▶ Extracted material:
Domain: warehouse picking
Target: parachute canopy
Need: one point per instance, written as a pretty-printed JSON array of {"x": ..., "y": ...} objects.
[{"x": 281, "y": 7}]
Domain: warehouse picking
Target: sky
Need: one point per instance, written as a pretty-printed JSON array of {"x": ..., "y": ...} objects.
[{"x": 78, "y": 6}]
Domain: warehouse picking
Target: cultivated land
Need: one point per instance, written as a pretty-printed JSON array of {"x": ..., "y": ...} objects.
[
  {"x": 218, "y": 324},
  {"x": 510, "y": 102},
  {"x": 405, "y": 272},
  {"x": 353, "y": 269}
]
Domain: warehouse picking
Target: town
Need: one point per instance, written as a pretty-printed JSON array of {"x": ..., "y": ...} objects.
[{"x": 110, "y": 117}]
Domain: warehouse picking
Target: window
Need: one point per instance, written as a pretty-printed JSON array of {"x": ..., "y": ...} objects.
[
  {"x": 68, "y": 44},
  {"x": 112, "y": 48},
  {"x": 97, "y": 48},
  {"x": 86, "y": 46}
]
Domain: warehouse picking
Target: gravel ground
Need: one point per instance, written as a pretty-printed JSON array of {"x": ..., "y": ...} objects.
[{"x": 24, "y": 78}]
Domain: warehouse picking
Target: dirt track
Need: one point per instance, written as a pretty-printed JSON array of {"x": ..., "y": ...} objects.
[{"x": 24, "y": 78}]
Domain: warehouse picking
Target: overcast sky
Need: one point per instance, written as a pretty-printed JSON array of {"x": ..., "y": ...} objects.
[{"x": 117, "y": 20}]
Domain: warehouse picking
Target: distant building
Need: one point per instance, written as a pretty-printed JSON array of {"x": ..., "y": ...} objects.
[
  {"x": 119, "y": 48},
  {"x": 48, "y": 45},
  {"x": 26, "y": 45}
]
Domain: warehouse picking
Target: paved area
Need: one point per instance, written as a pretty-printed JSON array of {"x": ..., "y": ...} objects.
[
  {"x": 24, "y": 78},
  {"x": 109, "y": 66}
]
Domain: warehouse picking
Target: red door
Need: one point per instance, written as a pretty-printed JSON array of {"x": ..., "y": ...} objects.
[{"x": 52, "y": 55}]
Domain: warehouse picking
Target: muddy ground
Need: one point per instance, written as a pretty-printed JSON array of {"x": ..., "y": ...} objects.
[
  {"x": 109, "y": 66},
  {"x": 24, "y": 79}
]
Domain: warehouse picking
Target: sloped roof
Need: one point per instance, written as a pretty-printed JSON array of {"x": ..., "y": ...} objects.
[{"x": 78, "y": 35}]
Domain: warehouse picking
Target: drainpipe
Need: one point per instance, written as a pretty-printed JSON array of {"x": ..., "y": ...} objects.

▶ What is asked: Show each line of the records that contains the string "ground", treating uppercase and lowercase as different.

▶ Response:
Target: gravel ground
Target: muddy ground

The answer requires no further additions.